[Document text]
** begin **

Blurry focus

Nir Eyal reveals what drives one to distraction, and teaches  how to make pacts to keep the brain on track

Published 2 years ago on Nov 16, 2019 4 minutes Read

I love sweets, I love social media and I love television. However, as much as I love these things, they don't love me back. Overindulging on something sugary after a meal, spending too much time scrolling a feed or bingeing on Netflix until two in the morning were all things I once did with little or no conscious thought-out of habit.

Just as eating too much junk food leads to health problems, the overuse of devices can also have negative consequences. For me, it was the way I prioritised distractions over the most important people in my life. Worst of all was what I let distractions do to my relationship with my daughter. She's our only child and, to my wife and me, the most amazing kid in the world.

One day, the two of us played games from an activity book. We turned to a particular page and answered questions designed to bring dads and daughters closer together. The first activity involved naming each other's favourite things. The next project was to build a paper aeroplane with one of the pages. The third was a question we both had to answer. The question was: 'If you could have any superpower, what would it be?'

I wish I could tell you what my daughter said at that moment, but I can't. I have no idea because I wasn't really there. I was physically in the room, but my mind was elsewhere. 'Daddy?' she said. "What would your superpower be?

'Huh?' I grunted. Just a second. I just need to respond to this one thing.' I dismissed her as I attended to something on my phone. My eyes were still glued to my screen, tapping away at something that seemed important at the time but could definitely have waited. She went quiet. By the time I looked up, she had gone.

I had just blown a magical moment with my daughter because something on my phone had grabbed my attention. On its own, it was no big deal. But if I told you this was an isolated incident, I'd be lying. This same scene had played out countless times before.

** end **

[Goal] Transcribe the part of the article on distraction that begins at the words "Nir Eyal reveals" and ends after "thought-out of habit.".

Shape labeling records:
** begin **

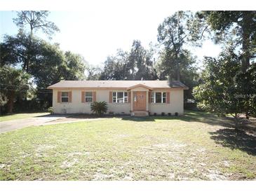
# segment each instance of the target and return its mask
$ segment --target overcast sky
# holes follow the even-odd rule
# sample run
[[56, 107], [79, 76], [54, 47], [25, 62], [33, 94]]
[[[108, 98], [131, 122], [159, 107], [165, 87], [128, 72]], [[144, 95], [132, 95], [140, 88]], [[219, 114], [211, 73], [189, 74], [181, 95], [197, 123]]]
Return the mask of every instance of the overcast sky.
[[[48, 20], [60, 29], [51, 42], [59, 43], [64, 50], [81, 54], [90, 64], [100, 64], [118, 48], [128, 50], [133, 39], [140, 40], [146, 48], [150, 42], [157, 42], [158, 26], [177, 11], [171, 8], [172, 1], [166, 1], [165, 6], [156, 1], [147, 6], [143, 1], [116, 1], [114, 4], [105, 1], [100, 6], [96, 4], [98, 1], [93, 1], [84, 11], [50, 11]], [[12, 20], [15, 16], [15, 11], [0, 12], [1, 38], [4, 34], [17, 34], [18, 28]], [[46, 39], [40, 33], [36, 34]], [[220, 50], [210, 41], [202, 48], [192, 48], [199, 60], [204, 55], [217, 56]]]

** end **

[Expected output]
Nir Eyal reveals what drives one to distraction, and teaches  how to make pacts to keep the brain on track

Published 2 years ago on Nov 16, 2019 4 minutes Read

I love sweets, I love social media and I love television. However, as much as I love these things, they don't love me back. Overindulging on something sugary after a meal, spending too much time scrolling a feed or bingeing on Netflix until two in the morning were all things I once did with little or no conscious thought-out of habit.